→ Exercise
Rewrite every item below with "set-piece charting" swapped for "scene mapping" and everything else unchanged, leaving out the pictures.

--- START OF Records for the exercise ---

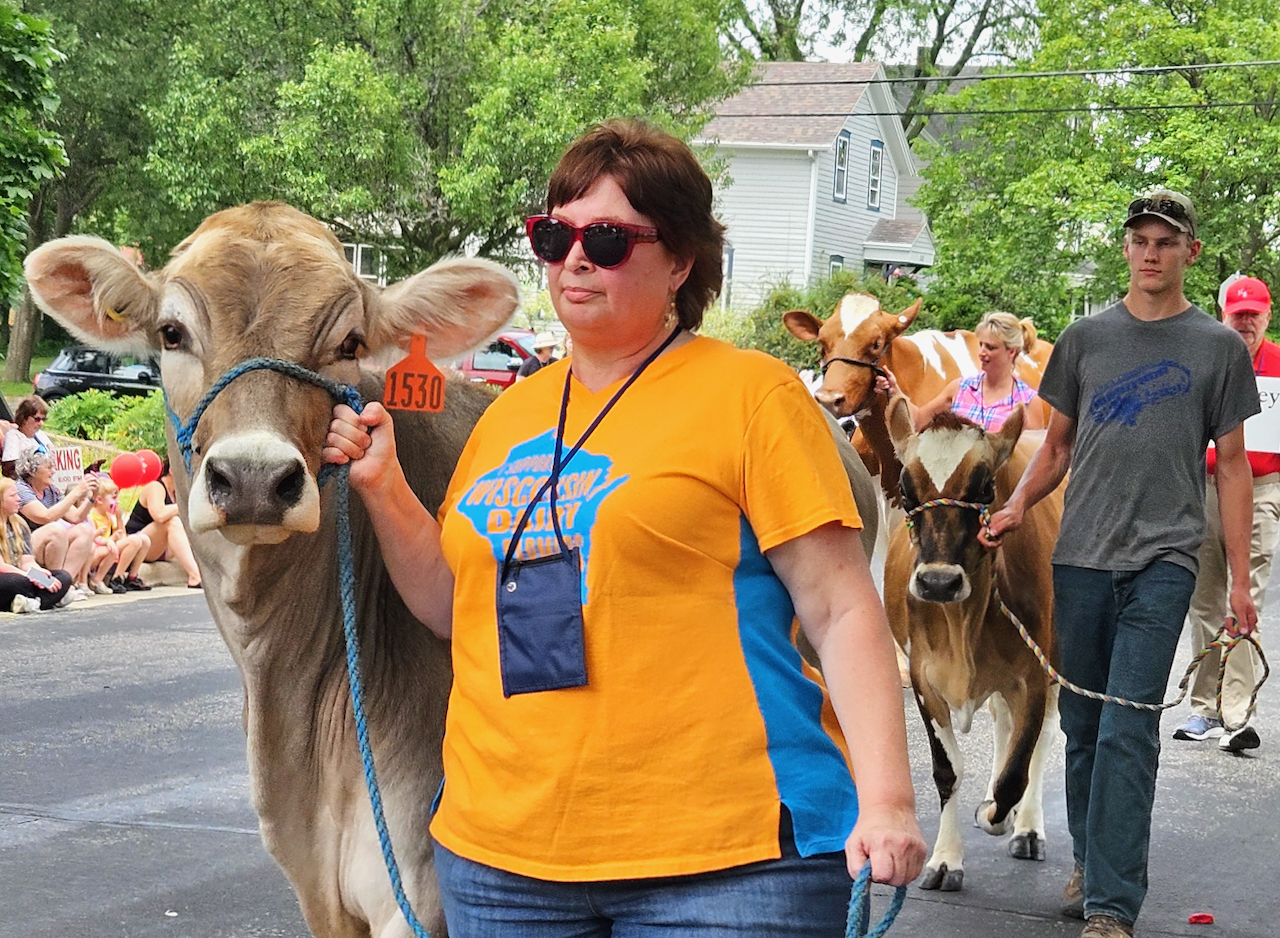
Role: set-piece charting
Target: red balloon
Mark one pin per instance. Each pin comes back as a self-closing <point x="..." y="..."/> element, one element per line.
<point x="151" y="466"/>
<point x="127" y="470"/>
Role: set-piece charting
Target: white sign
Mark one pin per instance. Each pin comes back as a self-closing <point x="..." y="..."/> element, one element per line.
<point x="68" y="467"/>
<point x="1262" y="431"/>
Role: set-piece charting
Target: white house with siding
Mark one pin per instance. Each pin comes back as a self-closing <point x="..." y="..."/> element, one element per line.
<point x="819" y="173"/>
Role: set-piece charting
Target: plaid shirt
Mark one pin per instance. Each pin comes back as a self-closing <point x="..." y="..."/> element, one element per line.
<point x="968" y="402"/>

--- END OF Records for the exercise ---

→ Task solution
Role: scene mapping
Target: red balloon
Mark one pin per instance. Each pin comes back as a self-closing <point x="..." y="..."/> element, one element per line.
<point x="151" y="466"/>
<point x="127" y="470"/>
Role: scene mapping
Target: white sign
Mark one pin per instance. Each pin comes back as a self-closing <point x="..." y="..."/> element, one element per line.
<point x="68" y="467"/>
<point x="1262" y="431"/>
Role: scene mapping
Target: white house with siding
Mark one pin per instance. Each pin comes back as a self-closing <point x="..." y="..."/> element, one element per line.
<point x="819" y="173"/>
Role: scene mapping
Target: plaid shirt
Mark one pin per instance. Each pin comes back as a self-closing <point x="..." y="..."/> element, one element per line.
<point x="968" y="402"/>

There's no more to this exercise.